>> begin Text shown
The used code was modified from discrete action space to continuous action space on the MountainCar enviroments.

To understand the changes were needed to switch the action space to continuous, please refer to the provided MountainCar  notebook.

To run this algorithm on hopper enviroment, we must only adapt the train_agent method, because the hoppers behavior in the rollouts (gathering experience from the enviroment).

**Differences in the train methods:**
- MountainCar and MountainCarContinuous terminate if they reach the goal at top and truncate if a specific count of timesteps was passed.
- Hopper terminates if he's unhealthy (see description in 1) or truncates after 1000 passed timesteps.
    - because a untrained hopper falls instantly after spawning in the enviroment the rollouts would be very short, if the training method gathers experience for a specific count of rolloust in the enviroment --> no data to learn from

--> Our solution was letting the agent gather experience until a limited count of timesteps instead of ending the experience gathering after a limited count of rollouts.

For furhter coding details please refer to the train_agent.py mathod.

<u> Initializing and Training </u>

In [None]:
# create a directory (./model)to save all trained agents with a timestamp
jetzt = datetime.datetime.now()
datum_uhrzeit = jetzt.strftime("%Y%m%d_%H%M%S")
savedir = f'model\\YOUR_AGENT_NAME_HERE_{datum_uhrzeit}'
os.makedirs('model', exist_ok=True)
os.makedirs(savedir, exist_ok=True)

# create a directory to save logs from Tensorboard (Visualization and analysis tool from Tensorflow)
log_dir1 = f"{savedir}\\log"
os.makedirs(log_dir1, exist_ok=True)

# user-feedback if logdir already exists --> should not be possible with using the timestamp, 
# but better prove to avoid overwiriting of the log - data
if os.path.exists(log_dir1):
    print(f"The directory {log_dir1} exists.")
    absolute_path = os.path.abspath(log_dir1)
    print(absolute_path)
else:
    print(f"The directory {log_dir1} does not exist.")

In [None]:
# Parameter for the actor and critic networks --> standards used in the MountainCarContinuous
actor_learning_rate = 0.00025   # learning rate for the actor
critic_learning_rate = 0.001    # learning rate for the critic (shold be > than actor)
# If your actor changes faster than your critic, your estimated Q-value will not truly represent the value of your action, because that value is based on the past policies

# Parameter for the agent
gamma = 0.99                    # discount factor
epsilon = 0.2                   # clip range for the actor loss function

# Parameter for training (n_rollouts NOT USED)
epochs =  50                 # number of learning iterations
n_steps = 2048                 # number of steps per epoch -> issue wth hopper while using rollouts
batch_size = 16                  # number of samples per learning step
learn_steps = 10                # number of learning steps per epoch

In [None]:
# initialize the enviroment from gym
# Note: possible reward-weights from the hopper-enviroment are all defaults!
>> end Text shown
#### [Required tasks]
a. Copy the Hopper training text from "For furhter coding" to "os.makedirs('model', exist_ok=True)", replacing "jetzt" with "current_time".
b. Please continue the Hopper training text past its final line.
>> begin Entries provided
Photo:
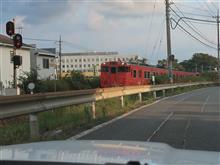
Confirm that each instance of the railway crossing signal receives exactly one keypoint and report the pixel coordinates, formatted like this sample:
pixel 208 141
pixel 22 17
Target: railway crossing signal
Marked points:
pixel 17 41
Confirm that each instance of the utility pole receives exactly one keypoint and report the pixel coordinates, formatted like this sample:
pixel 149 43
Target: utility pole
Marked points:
pixel 14 67
pixel 60 72
pixel 218 47
pixel 169 61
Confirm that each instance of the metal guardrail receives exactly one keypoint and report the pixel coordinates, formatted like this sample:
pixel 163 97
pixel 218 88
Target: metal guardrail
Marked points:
pixel 11 106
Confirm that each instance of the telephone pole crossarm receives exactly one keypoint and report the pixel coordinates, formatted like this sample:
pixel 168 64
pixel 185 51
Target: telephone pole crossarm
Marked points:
pixel 169 62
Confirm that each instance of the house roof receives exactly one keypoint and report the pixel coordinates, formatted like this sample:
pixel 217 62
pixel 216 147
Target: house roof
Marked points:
pixel 45 52
pixel 5 40
pixel 89 53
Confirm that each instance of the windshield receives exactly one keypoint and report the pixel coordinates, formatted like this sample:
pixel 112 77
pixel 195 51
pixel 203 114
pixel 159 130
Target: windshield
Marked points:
pixel 113 70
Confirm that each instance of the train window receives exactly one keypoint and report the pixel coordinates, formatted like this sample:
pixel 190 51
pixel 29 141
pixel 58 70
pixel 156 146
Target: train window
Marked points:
pixel 104 69
pixel 134 73
pixel 113 69
pixel 139 73
pixel 123 69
>> end Entries provided
#### [The replies]
a.
For furhter coding details please refer to the train_agent.py mathod.

<u> Initializing and Training </u>

In [None]:
# create a directory (./model)to save all trained agents with a timestamp
current_time = datetime.datetime.now()
datum_uhrzeit = current_time.strftime("%Y%m%d_%H%M%S")
savedir = f'model\\YOUR_AGENT_NAME_HERE_{datum_uhrzeit}'
os.makedirs('model', exist_ok=True)

b.
env = gym.make('Hopper-v4', render_mode='rgb_array')

# user-feedback about dimensions of observation and action space
print('Observation LOW: ',env.observation_space.low)
print('Observation LOW: ',env.observation_space.high)

print('Action LOW: ',env.action_space.low)
print('Action LOW: ',env.action_space.high)

In [None]:
from lib.PPOAgentContinuous import PPOAgentContinuous as PPOAgent
agent = PPOAgent(env.action_space, env.observation_space, gamma, epsilon, actor_learning_rate, critic_learning_rate) 

In [None]:
# train the agent
from lib.train_agent import training_steps
training_steps(env, agent, log_dir1, epochs, n_steps, batch_size, learn_steps, render=False)

# this method will provide a continuous feedback about the training (e.g. steps, epoch, rollouts, actor loss, critic loss)
# to save runtime it's recommendet to set the render-flag to false while training

In [None]:
# save the agent to h5 format
filepath_actor = f"{savedir}\\actor.h5"
filepath_critic = f"{savedir}\\critic.h5"

# this method saves the trained weights of actor and critic networks to created folder structure (see obove)
agent.save_models(filepath_actor, filepath_critic)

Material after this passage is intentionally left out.